FRAGMENTO SELECCIONADO —
——

Analicemos por un segundo y en breves líneas, la vida diaria de un cubano promedio. Desde que amanece es una lucha continua contra demonios que, de tan asiduos, hemos normalizado y hasta nos divertimos con nuestras propias vicisitudes.
Vivimos en una montaña rusa, nada de caminos llanos ni praderas o tiempo para acostumbrarse a lo ¿bueno? Desde temprano nos batimos contra miles de obstáculos ya habituales que compartimos con todo el que nos rodea, incluso, sin conocerlo.
Lo primero y más angustiante sería, sin dudas, el salario que no alcanza, y así, sucesivamente vamos enumerando calamidades. A veces nos preguntamos, ¿cómo es posible que respiremos, cuando vivimos al pendiente de tanto?:
De que si el dólar baja hoy y mañana se dispara; que si Felton, Guiteras o Renté salieron del sistema por avería o se volvió a acabar el combustible; que si los bloques, el déficit, la planificación.

——

TU TAREA A —
Responde con lo que dice el texto sobre el día a día del cubano:
(i) ¿A qué se compara la vida en el segundo párrafo?
(ii) ¿Qué se señala como "lo primero y más angustiante"?
(iii) ¿Qué tres nombres aparecen junto a "salieron del sistema por avería"?
TU TAREA B —
Sigue escribiendo el texto sobre el día a día del cubano a partir de su última oración.
Los registros no tienen nada que ver con el texto.

——

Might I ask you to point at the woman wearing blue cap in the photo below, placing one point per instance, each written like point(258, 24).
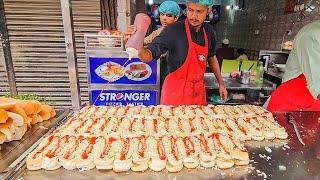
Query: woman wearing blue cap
point(169, 14)
point(190, 44)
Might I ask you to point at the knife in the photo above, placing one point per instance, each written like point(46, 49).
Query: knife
point(293, 122)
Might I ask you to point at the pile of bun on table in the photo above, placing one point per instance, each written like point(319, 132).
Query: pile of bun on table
point(138, 138)
point(16, 116)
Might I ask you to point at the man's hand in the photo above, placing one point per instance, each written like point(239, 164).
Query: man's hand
point(130, 31)
point(223, 92)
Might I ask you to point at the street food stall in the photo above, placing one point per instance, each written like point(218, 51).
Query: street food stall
point(123, 131)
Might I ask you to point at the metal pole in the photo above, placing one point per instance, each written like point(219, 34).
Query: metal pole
point(7, 51)
point(67, 17)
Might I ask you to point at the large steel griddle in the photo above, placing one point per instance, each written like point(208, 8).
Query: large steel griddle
point(295, 161)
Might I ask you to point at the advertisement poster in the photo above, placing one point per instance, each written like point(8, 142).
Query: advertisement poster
point(119, 71)
point(123, 97)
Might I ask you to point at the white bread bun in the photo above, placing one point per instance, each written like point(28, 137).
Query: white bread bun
point(156, 164)
point(191, 165)
point(17, 119)
point(37, 106)
point(36, 119)
point(28, 106)
point(20, 131)
point(7, 129)
point(121, 165)
point(241, 163)
point(85, 164)
point(172, 168)
point(6, 103)
point(21, 112)
point(103, 163)
point(224, 163)
point(50, 164)
point(281, 134)
point(2, 138)
point(268, 134)
point(139, 167)
point(239, 155)
point(45, 112)
point(3, 116)
point(207, 164)
point(52, 113)
point(34, 164)
point(257, 138)
point(68, 164)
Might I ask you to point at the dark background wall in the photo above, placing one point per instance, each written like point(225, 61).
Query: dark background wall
point(266, 16)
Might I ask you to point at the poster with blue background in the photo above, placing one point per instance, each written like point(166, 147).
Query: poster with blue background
point(123, 97)
point(118, 71)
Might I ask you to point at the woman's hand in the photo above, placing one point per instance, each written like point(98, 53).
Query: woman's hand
point(223, 92)
point(130, 31)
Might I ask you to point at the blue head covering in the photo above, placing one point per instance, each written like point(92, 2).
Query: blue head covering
point(208, 3)
point(170, 7)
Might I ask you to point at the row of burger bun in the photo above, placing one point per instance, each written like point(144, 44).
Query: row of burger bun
point(17, 115)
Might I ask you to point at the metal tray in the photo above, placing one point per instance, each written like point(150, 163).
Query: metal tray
point(288, 159)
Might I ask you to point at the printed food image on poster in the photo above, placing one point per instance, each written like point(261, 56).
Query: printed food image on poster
point(123, 97)
point(120, 71)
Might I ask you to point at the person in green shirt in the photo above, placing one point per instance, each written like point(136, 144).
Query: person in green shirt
point(300, 88)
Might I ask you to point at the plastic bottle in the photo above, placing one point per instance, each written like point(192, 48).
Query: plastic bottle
point(135, 42)
point(259, 73)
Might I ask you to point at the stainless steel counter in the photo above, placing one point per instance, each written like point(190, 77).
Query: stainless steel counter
point(274, 72)
point(288, 160)
point(234, 84)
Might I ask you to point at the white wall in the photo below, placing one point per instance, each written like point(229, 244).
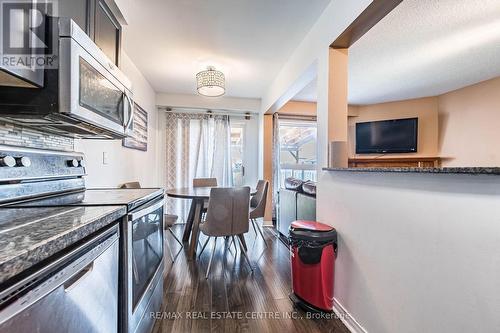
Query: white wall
point(417, 252)
point(216, 103)
point(312, 53)
point(251, 149)
point(125, 164)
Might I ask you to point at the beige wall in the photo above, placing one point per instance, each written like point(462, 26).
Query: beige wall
point(268, 163)
point(426, 109)
point(469, 125)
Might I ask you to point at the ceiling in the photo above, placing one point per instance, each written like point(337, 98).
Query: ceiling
point(426, 48)
point(249, 40)
point(308, 93)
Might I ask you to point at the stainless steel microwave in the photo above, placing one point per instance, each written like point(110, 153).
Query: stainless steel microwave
point(85, 96)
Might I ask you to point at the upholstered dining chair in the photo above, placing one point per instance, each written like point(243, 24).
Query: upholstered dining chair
point(205, 182)
point(258, 206)
point(227, 216)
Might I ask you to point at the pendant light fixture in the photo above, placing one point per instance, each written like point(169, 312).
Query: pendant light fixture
point(211, 82)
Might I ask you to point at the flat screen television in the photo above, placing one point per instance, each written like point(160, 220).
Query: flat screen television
point(387, 136)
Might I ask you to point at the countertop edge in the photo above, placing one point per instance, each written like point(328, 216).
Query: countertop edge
point(33, 256)
point(495, 171)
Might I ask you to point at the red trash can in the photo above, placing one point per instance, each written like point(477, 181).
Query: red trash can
point(313, 248)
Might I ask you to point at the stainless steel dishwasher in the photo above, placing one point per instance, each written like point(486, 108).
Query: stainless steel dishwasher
point(77, 292)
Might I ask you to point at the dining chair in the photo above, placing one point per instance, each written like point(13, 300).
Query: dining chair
point(227, 216)
point(169, 221)
point(258, 206)
point(204, 182)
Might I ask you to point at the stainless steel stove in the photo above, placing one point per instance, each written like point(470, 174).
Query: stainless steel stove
point(41, 178)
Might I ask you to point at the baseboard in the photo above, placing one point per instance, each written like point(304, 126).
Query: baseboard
point(346, 318)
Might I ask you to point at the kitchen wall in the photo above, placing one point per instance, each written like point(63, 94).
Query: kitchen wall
point(469, 120)
point(11, 134)
point(124, 164)
point(425, 109)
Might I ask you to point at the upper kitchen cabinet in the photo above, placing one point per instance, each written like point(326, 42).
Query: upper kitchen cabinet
point(25, 43)
point(97, 19)
point(107, 31)
point(78, 11)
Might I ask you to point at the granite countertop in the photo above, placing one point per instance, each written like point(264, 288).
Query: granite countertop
point(454, 170)
point(30, 235)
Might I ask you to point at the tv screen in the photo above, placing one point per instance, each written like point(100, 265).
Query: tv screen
point(387, 136)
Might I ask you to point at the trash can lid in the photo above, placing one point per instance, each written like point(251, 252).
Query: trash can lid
point(311, 225)
point(312, 231)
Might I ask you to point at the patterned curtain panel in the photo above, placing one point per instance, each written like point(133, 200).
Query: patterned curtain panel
point(276, 162)
point(198, 146)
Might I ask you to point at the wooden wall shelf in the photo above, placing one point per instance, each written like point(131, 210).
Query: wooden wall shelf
point(397, 162)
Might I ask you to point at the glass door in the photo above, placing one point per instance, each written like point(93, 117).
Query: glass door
point(237, 153)
point(147, 250)
point(297, 139)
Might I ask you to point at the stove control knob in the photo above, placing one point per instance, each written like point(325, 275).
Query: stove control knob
point(73, 163)
point(23, 161)
point(7, 161)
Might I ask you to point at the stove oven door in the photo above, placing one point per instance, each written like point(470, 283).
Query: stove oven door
point(145, 265)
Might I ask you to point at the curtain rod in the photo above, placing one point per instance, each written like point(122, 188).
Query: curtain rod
point(216, 112)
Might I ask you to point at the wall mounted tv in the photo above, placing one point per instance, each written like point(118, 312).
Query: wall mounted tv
point(387, 136)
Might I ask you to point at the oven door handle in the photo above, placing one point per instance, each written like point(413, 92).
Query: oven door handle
point(145, 211)
point(130, 110)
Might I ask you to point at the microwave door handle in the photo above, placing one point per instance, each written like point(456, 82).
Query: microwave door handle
point(131, 111)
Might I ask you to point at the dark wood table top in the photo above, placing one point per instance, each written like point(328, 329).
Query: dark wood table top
point(194, 192)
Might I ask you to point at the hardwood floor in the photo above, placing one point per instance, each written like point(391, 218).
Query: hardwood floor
point(233, 299)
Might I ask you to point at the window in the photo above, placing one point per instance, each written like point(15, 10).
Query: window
point(297, 149)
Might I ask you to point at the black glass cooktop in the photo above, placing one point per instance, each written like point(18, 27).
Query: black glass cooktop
point(132, 198)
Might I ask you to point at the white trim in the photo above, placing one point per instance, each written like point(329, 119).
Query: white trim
point(346, 318)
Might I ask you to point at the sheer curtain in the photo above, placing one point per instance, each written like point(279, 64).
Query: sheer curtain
point(276, 162)
point(198, 146)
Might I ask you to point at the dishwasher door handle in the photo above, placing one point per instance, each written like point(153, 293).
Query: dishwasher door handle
point(78, 277)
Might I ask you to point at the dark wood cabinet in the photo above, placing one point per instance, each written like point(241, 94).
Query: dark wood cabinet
point(78, 10)
point(107, 31)
point(401, 162)
point(98, 21)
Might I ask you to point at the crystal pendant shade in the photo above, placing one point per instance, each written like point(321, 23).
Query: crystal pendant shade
point(211, 82)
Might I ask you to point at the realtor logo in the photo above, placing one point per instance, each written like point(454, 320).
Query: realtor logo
point(25, 38)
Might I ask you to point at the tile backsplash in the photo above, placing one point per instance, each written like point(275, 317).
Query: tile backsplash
point(15, 135)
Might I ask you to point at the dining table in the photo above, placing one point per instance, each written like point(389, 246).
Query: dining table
point(198, 197)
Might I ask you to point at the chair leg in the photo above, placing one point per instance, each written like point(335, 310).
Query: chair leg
point(170, 251)
point(173, 235)
point(135, 270)
point(211, 258)
point(253, 226)
point(261, 233)
point(244, 253)
point(203, 247)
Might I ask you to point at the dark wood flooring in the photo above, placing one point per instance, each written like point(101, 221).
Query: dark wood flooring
point(233, 299)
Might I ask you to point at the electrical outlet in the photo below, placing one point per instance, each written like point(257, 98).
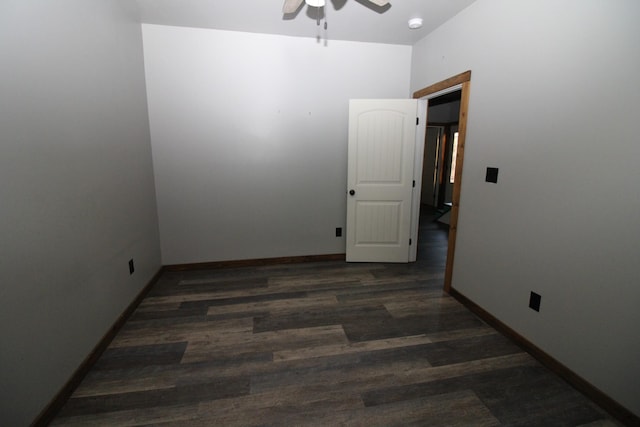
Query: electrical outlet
point(492, 175)
point(534, 301)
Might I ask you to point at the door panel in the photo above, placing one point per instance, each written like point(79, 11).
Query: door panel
point(380, 179)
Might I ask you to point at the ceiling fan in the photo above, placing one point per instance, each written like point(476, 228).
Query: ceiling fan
point(290, 6)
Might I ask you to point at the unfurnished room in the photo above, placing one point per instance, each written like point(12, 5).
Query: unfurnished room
point(319, 212)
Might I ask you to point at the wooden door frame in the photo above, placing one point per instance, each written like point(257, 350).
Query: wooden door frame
point(463, 79)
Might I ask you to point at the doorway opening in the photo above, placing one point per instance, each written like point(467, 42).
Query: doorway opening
point(461, 83)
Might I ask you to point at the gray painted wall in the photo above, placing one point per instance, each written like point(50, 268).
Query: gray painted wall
point(554, 105)
point(76, 189)
point(249, 135)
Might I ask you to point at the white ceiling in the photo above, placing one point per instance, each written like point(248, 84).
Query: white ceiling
point(356, 20)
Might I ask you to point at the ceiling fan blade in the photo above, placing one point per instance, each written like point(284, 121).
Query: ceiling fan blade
point(380, 3)
point(290, 6)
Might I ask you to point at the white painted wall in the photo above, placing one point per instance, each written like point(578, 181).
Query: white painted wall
point(249, 136)
point(554, 105)
point(76, 189)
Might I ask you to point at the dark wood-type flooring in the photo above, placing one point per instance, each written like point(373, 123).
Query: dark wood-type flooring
point(326, 343)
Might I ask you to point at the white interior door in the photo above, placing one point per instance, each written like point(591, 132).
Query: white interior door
point(381, 164)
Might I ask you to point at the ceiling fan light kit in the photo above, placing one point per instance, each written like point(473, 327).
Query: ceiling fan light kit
point(315, 3)
point(415, 23)
point(291, 6)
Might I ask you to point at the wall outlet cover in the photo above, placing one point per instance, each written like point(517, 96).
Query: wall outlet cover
point(492, 175)
point(534, 301)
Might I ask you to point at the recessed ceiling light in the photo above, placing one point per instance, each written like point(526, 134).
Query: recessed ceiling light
point(415, 23)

——

RESPUESTA ESPERADA A —
(i) A una montaña rusa.
(ii) El salario que no alcanza.
(iii) Felton, Guiteras y Renté.

RESPUESTA ESPERADA B —
De que si los cajeros están llenos, no funcionan, no hay corriente; que los mandados no han llegado, que se adelanta una parte y la otra se entretiene en el camino o nunca lo encuentran, como le ha pasado al café…
Que el agua se pierde por casi un mes… y las pipas están por encima de 3 000 pesos.
Que se acabó la balita y hay que esperar a que entren cilindros; madrugar dos días seguidos para coger turno o pagar 1 000 pesos por un domicilio.
De que si el quiosco lleva semanas sin vender nada, que la carne de cerdo batea por encima de 600, los huevos están fuera de liga, y el arroz y el aceite viven peleados con el bolsillo del jubilado, del trabajador promedio.
Que si la leche no se diluye y parece cemento, o que el cemento se pierde y sube de precio. Que si las aguas de junio son ahora una maldición para los que esperan hace dos años por un techo, aunque el campo sea bendecido por la lluvia.
Que los médicos no tienen con qué operar ni curar una herida, o que si se enferma el niño hay que dejar un ojo y la mitad del otro en las redes para comprar un medicamento en el mercado informal.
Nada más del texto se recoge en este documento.